> SOURCE MATERIAL:

BEGIN

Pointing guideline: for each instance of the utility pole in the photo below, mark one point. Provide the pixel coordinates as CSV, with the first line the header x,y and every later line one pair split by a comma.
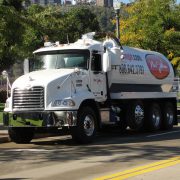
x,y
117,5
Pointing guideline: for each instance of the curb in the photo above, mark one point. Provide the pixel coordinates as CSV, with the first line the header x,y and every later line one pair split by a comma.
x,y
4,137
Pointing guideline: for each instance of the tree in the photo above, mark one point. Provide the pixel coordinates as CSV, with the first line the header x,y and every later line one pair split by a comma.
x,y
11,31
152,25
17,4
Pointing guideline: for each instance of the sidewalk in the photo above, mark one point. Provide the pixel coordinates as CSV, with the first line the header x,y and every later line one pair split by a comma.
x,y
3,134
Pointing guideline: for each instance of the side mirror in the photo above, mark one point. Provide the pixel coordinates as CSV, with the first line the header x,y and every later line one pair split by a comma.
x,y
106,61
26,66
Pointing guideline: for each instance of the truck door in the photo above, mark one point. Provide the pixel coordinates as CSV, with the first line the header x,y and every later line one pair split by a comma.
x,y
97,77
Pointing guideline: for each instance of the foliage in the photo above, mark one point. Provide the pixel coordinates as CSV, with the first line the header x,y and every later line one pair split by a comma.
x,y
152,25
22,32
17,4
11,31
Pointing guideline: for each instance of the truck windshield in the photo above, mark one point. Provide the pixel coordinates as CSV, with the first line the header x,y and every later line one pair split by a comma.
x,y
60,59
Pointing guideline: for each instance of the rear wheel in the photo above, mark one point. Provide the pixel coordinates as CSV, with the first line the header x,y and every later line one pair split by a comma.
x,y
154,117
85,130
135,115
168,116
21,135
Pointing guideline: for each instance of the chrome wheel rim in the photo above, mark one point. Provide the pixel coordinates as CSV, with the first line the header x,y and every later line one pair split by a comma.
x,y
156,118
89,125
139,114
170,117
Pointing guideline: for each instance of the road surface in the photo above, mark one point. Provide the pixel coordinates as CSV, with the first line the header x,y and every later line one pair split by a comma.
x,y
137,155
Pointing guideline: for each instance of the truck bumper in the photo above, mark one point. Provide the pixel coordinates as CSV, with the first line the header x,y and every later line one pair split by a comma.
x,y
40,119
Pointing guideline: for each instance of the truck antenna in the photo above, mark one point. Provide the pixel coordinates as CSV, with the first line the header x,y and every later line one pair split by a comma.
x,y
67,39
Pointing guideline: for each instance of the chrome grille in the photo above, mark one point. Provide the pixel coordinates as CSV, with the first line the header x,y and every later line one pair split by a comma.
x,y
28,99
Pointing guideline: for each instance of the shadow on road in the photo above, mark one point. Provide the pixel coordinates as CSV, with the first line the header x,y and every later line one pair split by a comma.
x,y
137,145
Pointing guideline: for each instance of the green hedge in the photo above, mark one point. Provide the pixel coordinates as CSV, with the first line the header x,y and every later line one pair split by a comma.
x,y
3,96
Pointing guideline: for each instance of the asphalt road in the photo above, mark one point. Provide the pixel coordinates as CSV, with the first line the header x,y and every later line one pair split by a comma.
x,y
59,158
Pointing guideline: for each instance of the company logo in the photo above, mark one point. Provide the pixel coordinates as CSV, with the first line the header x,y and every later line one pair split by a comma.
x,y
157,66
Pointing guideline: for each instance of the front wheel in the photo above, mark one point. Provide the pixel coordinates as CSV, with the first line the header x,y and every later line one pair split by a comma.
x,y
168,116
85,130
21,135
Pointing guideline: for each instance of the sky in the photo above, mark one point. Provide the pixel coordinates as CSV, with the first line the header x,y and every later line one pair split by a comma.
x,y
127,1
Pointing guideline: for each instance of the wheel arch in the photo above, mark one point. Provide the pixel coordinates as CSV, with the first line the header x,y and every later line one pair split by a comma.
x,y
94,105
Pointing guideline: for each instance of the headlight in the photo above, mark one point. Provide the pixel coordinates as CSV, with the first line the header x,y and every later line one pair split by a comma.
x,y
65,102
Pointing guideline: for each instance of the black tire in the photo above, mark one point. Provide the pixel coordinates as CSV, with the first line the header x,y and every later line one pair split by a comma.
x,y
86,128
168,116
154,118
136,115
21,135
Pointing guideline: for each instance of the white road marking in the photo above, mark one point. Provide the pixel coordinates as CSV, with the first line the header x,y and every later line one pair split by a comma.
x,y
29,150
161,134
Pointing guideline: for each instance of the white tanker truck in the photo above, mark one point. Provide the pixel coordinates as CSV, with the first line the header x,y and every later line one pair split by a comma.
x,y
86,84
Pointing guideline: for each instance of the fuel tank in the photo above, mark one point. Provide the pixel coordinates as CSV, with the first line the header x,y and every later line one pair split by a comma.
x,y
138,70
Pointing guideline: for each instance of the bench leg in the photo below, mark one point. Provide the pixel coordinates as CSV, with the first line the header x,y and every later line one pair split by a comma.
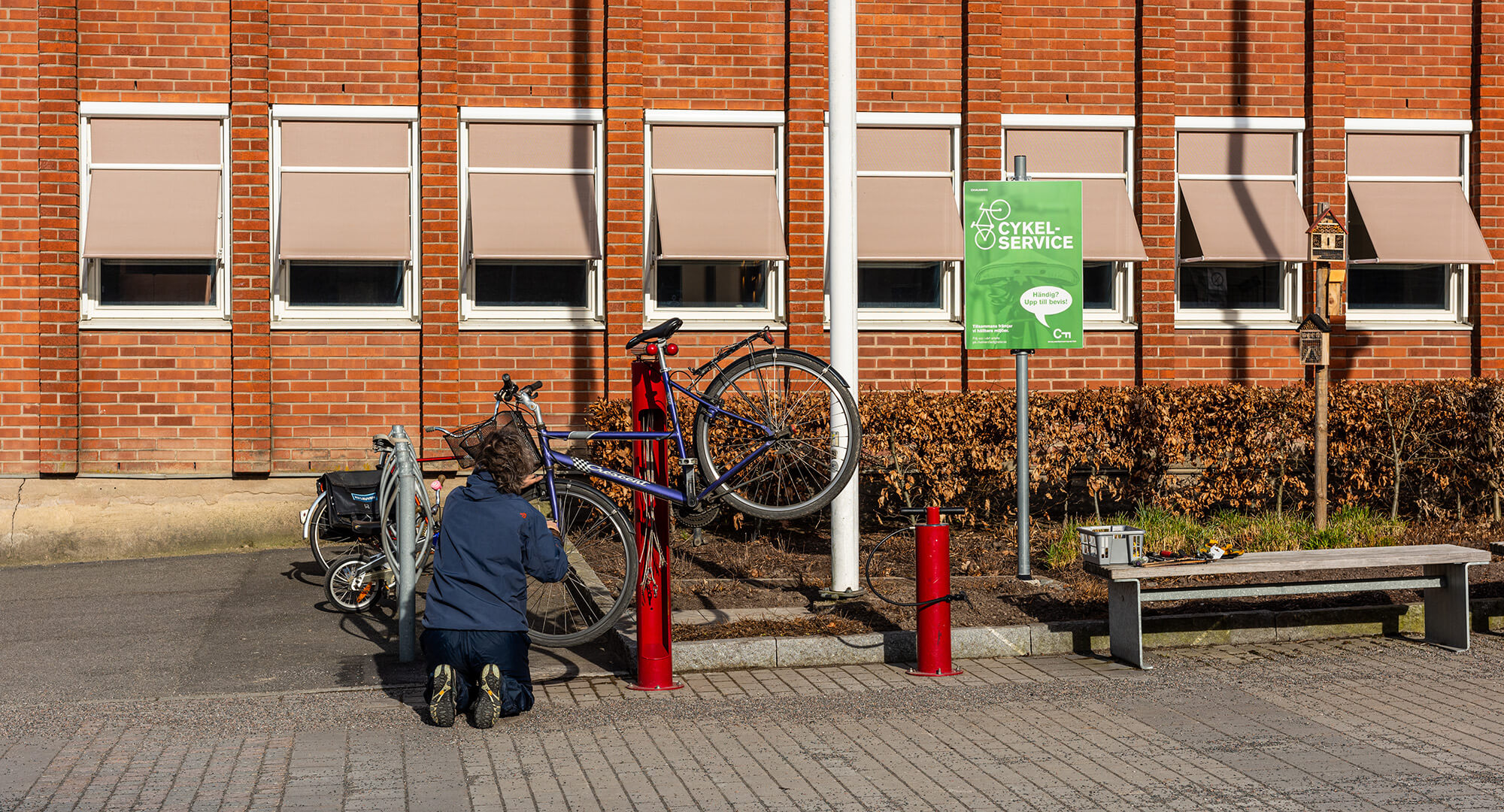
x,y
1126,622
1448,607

END

Would you set down the records exactly, with no pictures included?

> OUTPUT FOR THIS TASK:
Pointing guideline: for each instance of the utility pole in the photo below, mark one point. Provide the pixel coordinates as CSV, with the first line the header x,y and every later line one pair split by a comma.
x,y
117,5
Pointing guideline: for each instance of the curb in the photo above, mark one point. Provide the pixel coordinates as CSV, with the first line the header x,y and every later line one pair split by a comma.
x,y
4,137
Pointing guideline: for each instance of the tree in the photo above, mark one point. Provide the pixel coordinates as CSV, with the first line the header x,y and every later line one pair split by a comma.
x,y
11,31
152,25
17,4
Pointing guideline: for each instance of the sidewalk in the photo above, mark one point. Provide the pixel coordinates as CSV, with the first line the header x,y and every later line one pair split by a comma.
x,y
3,134
Pointing guideline: for each instance of the side mirror in the photo above, mark one point. Provide the pixel coordinates as CSV, with the first line the header x,y and every later line one pair split by a comma.
x,y
106,61
26,66
Pointing guideline: for each instance of the truck door in the photo above, mark one point. Provide the pixel coordinates as CSV, with the first line the header x,y and every later line one pair split by a comma.
x,y
97,77
Pointing guideline: for each instance of the foliage in the photo above, mark one point. Provide the pixel coordinates as CSV, with the first line the header x,y and every later line one pair split by a comma.
x,y
152,25
22,32
17,4
11,31
Pointing guideline: for each instance of the truck windshield in the photo above, mark one point. Provide the pixel coordinates as CSV, with the first line the header x,y and every later line one pair split by a comma.
x,y
60,59
Pointing guideline: for each instance of the rear wheel in the photo above, mark one point. Provide the pixel coordinates as CSV, with the first line the header x,y and every later line one pair split by a comma.
x,y
154,117
85,130
135,115
168,116
21,135
Pointing guideline: for each instance of the chrome wheel rim in the photo above, mark one point. Provide the pixel coordinates as CSV, with the first line the header x,y and every later line one pair split by a comma.
x,y
156,118
89,125
139,114
170,117
Pointing guideline: for each instance of the road surface in the photo above, mark one point. Provide the pixel coordinates as CSV, with the first line the header x,y and every later line one pair split by a comma.
x,y
137,155
Pointing guideline: for each instance of the truck bumper in the photo above, mark one point. Provide the pixel coordinates as CSV, with the first line the header x,y and every later line one pair split by a comma.
x,y
40,119
Pointing guideline: for each instance of the truck antenna in the photo above, mark one point. Provide the pixel coordinates as CSV, with the first line the header x,y and every later line one pair split by a comma.
x,y
67,39
Pointing guideline: for each instance of the chrome grille in the photo above, mark one point. Provide the pixel coordinates as CSV, with the first line the header x,y and every later line one pair split by a comma.
x,y
28,99
Pointing guideline: for each instance of the shadow on road in the photo above, mark one point. Provide the pixel coordinates as CSV, with the first line the header x,y and every later line one pair split by a comma.
x,y
137,145
Pointing guideline: for each instance of the green hedge in the photo above, mark one point. Provide the pixel coordinates as CSV, with the first line the header x,y and every later line one pair split by a comma.
x,y
3,96
Pointing guideline: for each instance of the asphalt road in the photo above, mark one point. Provide the pixel coordinates as CSV, with the first line the header x,y and every later line one pair split by a comma.
x,y
59,158
Pointing guideline: for each instance of the company logo in the photo above, mark one point. Provide the pixel coordinates as CSV, with the first line the header x,y and every later line one pair split by a comma.
x,y
157,66
Pointing guideline: for each instance of the front wheel in the photo above, mark one point. Provide the pixel coordinates as CSV, with the first line the header x,y and every later line one pair split by a comma.
x,y
168,116
85,130
21,135
Pointing guideline: for each instance of the sky in the photo above, mark one point. Provide the pixel coordinates as CSV, with the first line the header x,y and every later line one pair split by a comma.
x,y
127,1
Pointing guideline: for each instance of the wheel arch in the photo above, mark one point. Provide the pixel coordinates as CSV, with the first line the header x,y and every later line one pair split by a comma.
x,y
94,105
Pointing guideline: for each instance of the headlight in the photo above, mark one point. Provide the pixel coordinates as CSV, with the first line the header x,y and every later line one pair split by a comma.
x,y
65,102
Pointing guideline: for each instance of the black tire in the photo above, mark one point. Provide the pixel coordinates as CSV, with the first line the header x,y and every later line one pair split by a comma.
x,y
86,128
168,116
154,118
136,115
21,135
Pointing guideline: for each instance of the white road marking in the photo above, mark one point. Provide the pixel coordinates as CSV, with the first line the header x,y and every later line one pair split by a comma.
x,y
29,150
161,134
Pointing guideline: for each instance of the white tanker truck in the photo above, mark one point. Provide the pixel coordinates as CSV, with the first line the header x,y and every later line one pair split by a comma.
x,y
86,84
Pointing guideline: for each instance of the fuel tank in the photo above, mark one point. Provide the pixel coordinates as CSV, with the first line the header x,y and every later line one pair split by a comma.
x,y
138,70
Pointing guideline: for each instance of the bench leg in the photo below, mark one point. Provide the pixel coordinates as CSV, with the first line the header x,y and every later line one pair split by a comma.
x,y
1126,622
1448,607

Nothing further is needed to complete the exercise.